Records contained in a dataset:
========================================================================

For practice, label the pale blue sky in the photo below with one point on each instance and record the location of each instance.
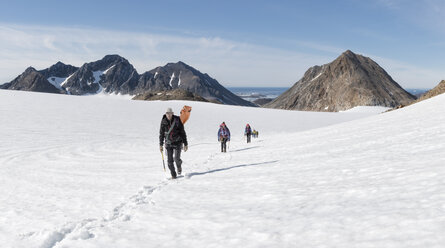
(240, 43)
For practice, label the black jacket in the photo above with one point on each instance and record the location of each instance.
(177, 135)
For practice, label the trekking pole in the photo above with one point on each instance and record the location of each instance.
(163, 163)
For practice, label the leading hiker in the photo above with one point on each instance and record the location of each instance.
(223, 136)
(172, 131)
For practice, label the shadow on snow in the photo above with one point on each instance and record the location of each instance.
(227, 168)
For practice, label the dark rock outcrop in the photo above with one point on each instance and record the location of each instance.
(32, 80)
(350, 80)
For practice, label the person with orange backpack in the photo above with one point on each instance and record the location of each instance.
(248, 132)
(223, 136)
(172, 131)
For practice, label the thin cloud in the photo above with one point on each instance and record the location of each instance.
(231, 63)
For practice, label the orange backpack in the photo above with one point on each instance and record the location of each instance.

========================================================================

(EXERCISE AIM)
Return the entries verbatim, pictures excluded.

(RESULT OF THE EXERCISE)
For practice, label the pale blue sky in the photo below with one point on each instance and record the location of each instance.
(240, 43)
For practice, label the black jacket in the photo above with one point on each instance and record the location of each instance.
(177, 135)
For practice, label the trekking pole in the photo above with one point on each instance and record the location of each instance.
(163, 163)
For practice, label the leading hiker in the photo above with one point on each instance and record the location of each instance.
(223, 136)
(172, 131)
For practice, label the shadow on snow in the photo above with one point on each instance and record the location of each instance.
(227, 168)
For practice, label the dark rock outcrop in the photo above with one point on each instance and record the location of each instance.
(32, 80)
(350, 80)
For practice, label the person with orange backpack in the photo above with one point on each instance and record the location of each instance.
(248, 132)
(223, 136)
(172, 131)
For practice, label the thin cloud in the photo above with one point on each instance and record the location of each instance.
(231, 63)
For practice, label the orange backpack in the photo above with one point on each instance and record the location of each instance.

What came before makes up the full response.